Exercícios:
#1 Copie sem nenhuma alteração o trecho da crítica sobre "Nossa Cidade" que começa em "Na foto, a família" e termina em "diretor  Antunes Filho.".
#2 Dê seguimento à crítica sobre a montagem de "Nossa Cidade" a partir da última frase dela.

Texto apresentado:
----

Na foto, a família Webb: Mateus Carrieri (Sr. Webb), Sra. Webb (Luiza Lemmertz), Wally Webb (Fagundes Emanuel) e Emily Webb (Sheila Faermann), em "Nossa Cidade", de Thorton Wilder, releitura do diretor  Antunes Filho. 


IDA VICENZIA
(Associação Internacional de Críticos de Teatro - AICT)
(Especial)

Seguindo a agenda de teatro em São Paulo, no último fim de semana de março, eis a 
crítica da "reconstrução" de Antunes Filho, o CPT e o Grupo Macunaíma para a peça de Thorton Wilder, "Nossa Cidade". Uma coisa inesperada aconteceu neste fim de semana; os dois espetáculos assistidos eram releituras: a primeira, de autoria do romeno Matéi Visniec, falava sobre o fanatismo político na época de Stalin, na União Soviética, dirigida por Antonio Abujamra; a segunda, dessa vez sobre os Estados Unidos, e a hybris que ataca os poderosos, espalhando sangue e destruição pelo planeta. Uma releitura de Antunes Filho.

Os Estados Unidos da América - um "Estado Militarista", segundo o escritor Norman Mailer - e sua conquista do mundo através das armas. Antunes Filho, em sua releitura de Wilder, "Nossa Cidade", foi muito claro a respeito da trajetória americana nos últimos dois séculos: XX e XXI. Utilizando a figura do "Diretor de Cena" (um excelente Leonardo Ventura), um mutilado de guerra, Antunes vai "relendo" as crueldades praticadas pelos Estados Unidos no Vietnã, Afganistão, Iraque, Líbia, e tantos outros países destroçados pela cobiça americana  - e seus sócios - na guerra dos negócios escusos.

O relato de Wilder (1897-1975), limita-se à Primeira Guerra Mundial e a queda da Bolsa de Valores dos EUA, em 1929. A conseqüência dos males do capitalismo e de suas guerras inúteis foram relatadas por Antunes a uma plateia atenta, ouvindo o horror que este povo comete em outros países. Ambos, autor e "releitor" não deixam de lado o dia a dia feliz dos habitantes de Grover's Corners, um microcosmo do país. Nos espetáculos de Antunes existe a perfeição do jogo cênico, a entonação da voz dos atores, ritmo e leitura corporal, tudo é perfeito na criação dos personagens.

----

Dados fornecidos:

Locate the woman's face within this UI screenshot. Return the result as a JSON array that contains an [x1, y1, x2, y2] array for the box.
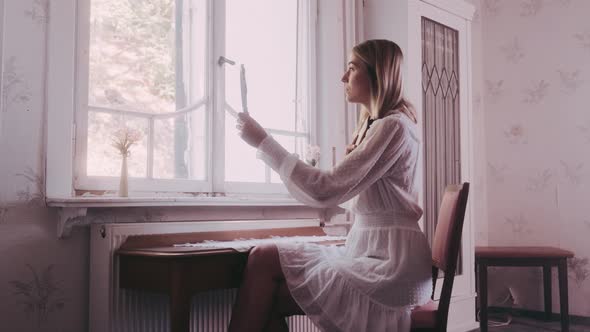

----

Respostas:
#1
Na foto, a família Webb: Mateus Carrieri (Sr. Webb), Sra. Webb (Luiza Lemmertz), Wally Webb (Fagundes Emanuel) e Emily Webb (Sheila Faermann), em "Nossa Cidade", de Thorton Wilder, releitura do diretor  Antunes Filho.

#2
Há o desesperado narrador, o "Diretor de Cena", alertando aos espectadores para a cruel realidade de um povo. Este espetáculo deve ser assistido pelos jovens de todo o Brasil. O alerta de Antunes é de tal maneira procedente, que dá vontade de aplaudir em cena aberta a fala do "Diretor de Cena" se dirigindo ao público.

Quanto aos personagens de Grover's Corner, eles são moldados para terem o comportamento que deles se espera: boas mães, bons filhos, bons maridos, portanto, uma sociedade utópica! Os únicos acontecimentos que podem abalar a felicidade daquelas pessoas são os que estão acima de seu controle, como a morte.

Além das mães, pais e filhos, há os habitantes da "Nossa Cidade", que dão o tempero para alguns atos fora da rotina como o maestro improvisado Simon Stimson (Felipe Hofstatter,, se desdobrando também no papel da professora), que rege, mal-humorado, o coro desafinado de seus pupilos, os habitantes da cidade. Há também o Professor Schünemann (Antonio de Campos), relatando a história da conquista do território: "desde que nós, brancos, chegamos aqui, mais de nove milhões de índios foram sacrificados neste país."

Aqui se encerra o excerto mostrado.